Source passage:
╭──
Dismissal for absenteeism: the courts define the concept of “serious illness”
Law 3/2012, of July 6, 2012, on urgent measures to reform the job market (referred to as the 2012 “labor reform”) made significant amendments to article 52.d) of the Workers’ Statute, i.e., the provision regulating objective dismissal for absenteeism.
One of these amendments was to list absences “due to a medical treatment for cancer or serious illness” among those that cannot be counted as an absence for the purposes of objective dismissal.
Although this exclusion could be regarded as necessary, it has given rise to many legal questions. For example, how can an employer know what illness is suffered by an employee if it is not informed of the illness by the employee himself? What is understood by serious illness?
Judgments handed down in recent months have begun to clarify some of the questions arising from this matter, but they also disclose the disparity in the positions taken by the high courts when interpreting the provision.
Thus, for example, while some courts evaluate whether or not the illness claimed by the employee can be considered a serious illness (the Andalucía High Court in Málaga, in judgment 1641/2014, of November 13, 2014, ruled that a migraine does not merit consideration as such; the same position was taken by the Castilla y León High Court in Valladolid, in judgment 1095/2014, of July 16, 2014, in connection with bronchitis and abdominal pain), other courts rule that it is not incumbent upon them to clarify whether or not a sick leave can be deemed due to serious illness, rather this can be done only by the doctors who treated the employee, who must be asked to issue the appropriate reports (Cataluña High Court judgment 1267/2014 , of February 19, 2014).
It follows from a reading of the aforesaid judgments and of others handed down in relation to this type of dismissal that, in general, most courts would exclude absences due to the suffering of a serious illness. Nonetheless, the Madrid High Court (judgment 494/2015, of May 26, 2015) and the Castilla La Mancha High Court (judgment 1130/2015, of October 23, 2015) have concluded that, although the provision excludes absences “due to a medical treatment of cancer or serious illness”, it is not excluding absences due to the suffering of a serious illness, but rather only those due to the treatment of that illness.
The problem therefore remains, notwithstanding the efforts of the courts to define the concept, given that an employer will not know whether the sick leave taken by an employee is due to the treatment necessary to combat a serious illness until after the dismissal or even the trial.
╰──
Data for referring expression grounding:
╭──
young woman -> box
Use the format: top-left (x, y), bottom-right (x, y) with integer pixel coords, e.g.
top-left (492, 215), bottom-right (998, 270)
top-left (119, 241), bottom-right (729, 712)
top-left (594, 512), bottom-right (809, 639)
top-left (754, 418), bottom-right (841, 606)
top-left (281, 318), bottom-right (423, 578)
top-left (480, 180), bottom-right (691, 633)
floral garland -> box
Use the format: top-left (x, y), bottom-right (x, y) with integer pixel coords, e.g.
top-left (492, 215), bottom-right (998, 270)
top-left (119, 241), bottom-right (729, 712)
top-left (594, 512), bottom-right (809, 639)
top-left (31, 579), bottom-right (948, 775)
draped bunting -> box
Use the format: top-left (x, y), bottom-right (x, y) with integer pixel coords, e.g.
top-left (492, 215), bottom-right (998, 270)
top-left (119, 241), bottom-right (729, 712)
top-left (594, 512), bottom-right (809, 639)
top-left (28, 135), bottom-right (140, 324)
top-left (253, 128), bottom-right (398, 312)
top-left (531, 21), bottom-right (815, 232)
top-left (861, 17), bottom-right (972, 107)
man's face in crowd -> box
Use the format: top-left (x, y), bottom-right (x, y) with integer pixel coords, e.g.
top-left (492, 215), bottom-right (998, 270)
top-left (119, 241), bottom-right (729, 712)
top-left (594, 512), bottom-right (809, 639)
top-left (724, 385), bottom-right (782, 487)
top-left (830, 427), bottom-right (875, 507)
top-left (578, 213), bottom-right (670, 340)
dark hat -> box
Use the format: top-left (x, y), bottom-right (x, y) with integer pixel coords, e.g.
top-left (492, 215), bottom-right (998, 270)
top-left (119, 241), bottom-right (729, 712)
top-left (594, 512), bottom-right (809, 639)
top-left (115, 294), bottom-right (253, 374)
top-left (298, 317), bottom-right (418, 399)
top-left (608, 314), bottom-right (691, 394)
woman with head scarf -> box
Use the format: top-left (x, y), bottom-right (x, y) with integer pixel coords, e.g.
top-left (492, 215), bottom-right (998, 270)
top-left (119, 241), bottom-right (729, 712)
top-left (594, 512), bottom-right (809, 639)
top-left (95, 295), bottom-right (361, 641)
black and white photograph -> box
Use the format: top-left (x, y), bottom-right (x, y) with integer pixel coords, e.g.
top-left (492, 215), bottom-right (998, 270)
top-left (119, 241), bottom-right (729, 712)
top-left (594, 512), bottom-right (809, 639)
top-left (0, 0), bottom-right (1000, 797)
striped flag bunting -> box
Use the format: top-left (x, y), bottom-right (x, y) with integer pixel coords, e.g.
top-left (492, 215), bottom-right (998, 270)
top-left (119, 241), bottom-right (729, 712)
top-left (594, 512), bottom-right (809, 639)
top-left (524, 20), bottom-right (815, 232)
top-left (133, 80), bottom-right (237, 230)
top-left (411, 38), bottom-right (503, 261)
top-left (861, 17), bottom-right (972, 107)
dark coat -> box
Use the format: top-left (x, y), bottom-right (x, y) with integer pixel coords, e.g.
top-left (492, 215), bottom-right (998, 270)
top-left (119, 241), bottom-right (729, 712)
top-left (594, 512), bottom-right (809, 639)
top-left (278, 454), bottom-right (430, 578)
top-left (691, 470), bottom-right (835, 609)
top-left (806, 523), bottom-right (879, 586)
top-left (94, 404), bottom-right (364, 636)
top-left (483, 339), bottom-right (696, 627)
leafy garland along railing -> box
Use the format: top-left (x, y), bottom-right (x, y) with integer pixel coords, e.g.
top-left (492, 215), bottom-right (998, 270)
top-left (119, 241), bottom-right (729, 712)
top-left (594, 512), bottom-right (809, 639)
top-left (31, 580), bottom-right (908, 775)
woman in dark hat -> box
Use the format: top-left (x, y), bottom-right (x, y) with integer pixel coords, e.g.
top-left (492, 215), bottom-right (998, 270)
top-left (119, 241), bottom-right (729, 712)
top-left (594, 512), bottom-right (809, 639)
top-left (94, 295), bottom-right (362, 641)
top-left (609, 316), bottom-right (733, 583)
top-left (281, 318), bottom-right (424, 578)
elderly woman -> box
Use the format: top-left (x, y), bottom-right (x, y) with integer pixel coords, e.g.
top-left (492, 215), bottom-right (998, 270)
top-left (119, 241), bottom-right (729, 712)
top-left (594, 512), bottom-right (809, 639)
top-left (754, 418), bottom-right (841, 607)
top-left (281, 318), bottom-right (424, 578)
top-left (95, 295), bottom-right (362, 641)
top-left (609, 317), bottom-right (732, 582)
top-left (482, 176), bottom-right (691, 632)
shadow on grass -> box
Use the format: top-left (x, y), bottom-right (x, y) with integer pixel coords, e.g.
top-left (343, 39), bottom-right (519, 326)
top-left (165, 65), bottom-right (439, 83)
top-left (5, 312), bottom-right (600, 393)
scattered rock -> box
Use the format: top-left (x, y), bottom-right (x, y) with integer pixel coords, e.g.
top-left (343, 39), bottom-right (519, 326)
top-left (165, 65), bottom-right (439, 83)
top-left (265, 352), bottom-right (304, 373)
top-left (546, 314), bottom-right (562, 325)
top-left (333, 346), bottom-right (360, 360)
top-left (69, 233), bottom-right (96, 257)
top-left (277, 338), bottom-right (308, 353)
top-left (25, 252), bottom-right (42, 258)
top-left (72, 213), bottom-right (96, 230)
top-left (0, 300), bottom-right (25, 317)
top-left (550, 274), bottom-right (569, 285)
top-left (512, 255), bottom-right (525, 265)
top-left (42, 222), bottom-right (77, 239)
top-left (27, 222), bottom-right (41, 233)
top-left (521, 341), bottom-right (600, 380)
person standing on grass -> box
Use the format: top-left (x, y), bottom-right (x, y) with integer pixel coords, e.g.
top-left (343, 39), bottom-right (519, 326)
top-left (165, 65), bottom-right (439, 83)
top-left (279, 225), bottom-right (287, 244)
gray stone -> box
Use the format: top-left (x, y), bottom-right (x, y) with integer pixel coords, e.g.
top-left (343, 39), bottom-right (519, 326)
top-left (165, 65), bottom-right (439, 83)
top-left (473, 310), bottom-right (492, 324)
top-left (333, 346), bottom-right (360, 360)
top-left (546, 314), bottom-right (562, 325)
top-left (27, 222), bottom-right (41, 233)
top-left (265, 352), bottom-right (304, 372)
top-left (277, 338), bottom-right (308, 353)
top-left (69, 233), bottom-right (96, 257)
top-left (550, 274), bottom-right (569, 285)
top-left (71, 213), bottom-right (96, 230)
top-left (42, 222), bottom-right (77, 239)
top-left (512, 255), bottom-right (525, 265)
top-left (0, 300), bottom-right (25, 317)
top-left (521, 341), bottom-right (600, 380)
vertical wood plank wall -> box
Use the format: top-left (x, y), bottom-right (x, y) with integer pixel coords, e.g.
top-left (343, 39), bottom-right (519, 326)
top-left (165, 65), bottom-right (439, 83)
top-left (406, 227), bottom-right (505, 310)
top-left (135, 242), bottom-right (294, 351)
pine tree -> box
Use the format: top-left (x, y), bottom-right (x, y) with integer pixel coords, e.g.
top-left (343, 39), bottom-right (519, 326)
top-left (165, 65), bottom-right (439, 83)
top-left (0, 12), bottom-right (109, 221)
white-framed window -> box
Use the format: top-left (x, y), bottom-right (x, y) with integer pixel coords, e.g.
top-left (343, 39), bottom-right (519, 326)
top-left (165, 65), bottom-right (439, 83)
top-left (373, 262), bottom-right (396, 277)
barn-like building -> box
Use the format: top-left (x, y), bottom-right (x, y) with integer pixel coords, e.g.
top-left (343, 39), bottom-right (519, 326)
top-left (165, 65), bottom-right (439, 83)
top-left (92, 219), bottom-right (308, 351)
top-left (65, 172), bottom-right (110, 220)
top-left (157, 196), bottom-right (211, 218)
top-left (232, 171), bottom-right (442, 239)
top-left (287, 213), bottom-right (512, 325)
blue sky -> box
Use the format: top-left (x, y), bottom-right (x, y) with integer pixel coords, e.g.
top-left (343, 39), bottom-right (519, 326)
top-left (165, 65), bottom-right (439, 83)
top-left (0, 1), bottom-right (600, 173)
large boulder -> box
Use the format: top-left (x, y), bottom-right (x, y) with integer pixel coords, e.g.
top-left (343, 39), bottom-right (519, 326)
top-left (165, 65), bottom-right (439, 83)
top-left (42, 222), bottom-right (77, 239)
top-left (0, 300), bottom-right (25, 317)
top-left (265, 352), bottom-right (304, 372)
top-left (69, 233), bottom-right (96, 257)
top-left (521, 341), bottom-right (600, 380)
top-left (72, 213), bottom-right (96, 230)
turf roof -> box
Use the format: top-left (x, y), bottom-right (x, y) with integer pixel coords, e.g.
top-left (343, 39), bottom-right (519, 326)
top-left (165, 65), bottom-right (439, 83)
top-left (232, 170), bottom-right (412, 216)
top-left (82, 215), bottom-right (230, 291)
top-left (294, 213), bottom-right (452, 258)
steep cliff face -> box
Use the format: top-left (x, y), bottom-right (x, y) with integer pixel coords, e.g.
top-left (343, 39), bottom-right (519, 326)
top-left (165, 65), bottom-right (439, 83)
╰──
What is expected: Reproduce the passage on dismissal for absenteeism between "Although this exclusion" and "by serious illness?", inclusive. Draw solely on the passage on dismissal for absenteeism, not on the records.

Solution to this problem:
Although this exclusion could be regarded as necessary, it has given rise to many legal questions. For example, how can an employer know what illness is suffered by an employee if it is not informed of the illness by the employee himself? What is understood by serious illness?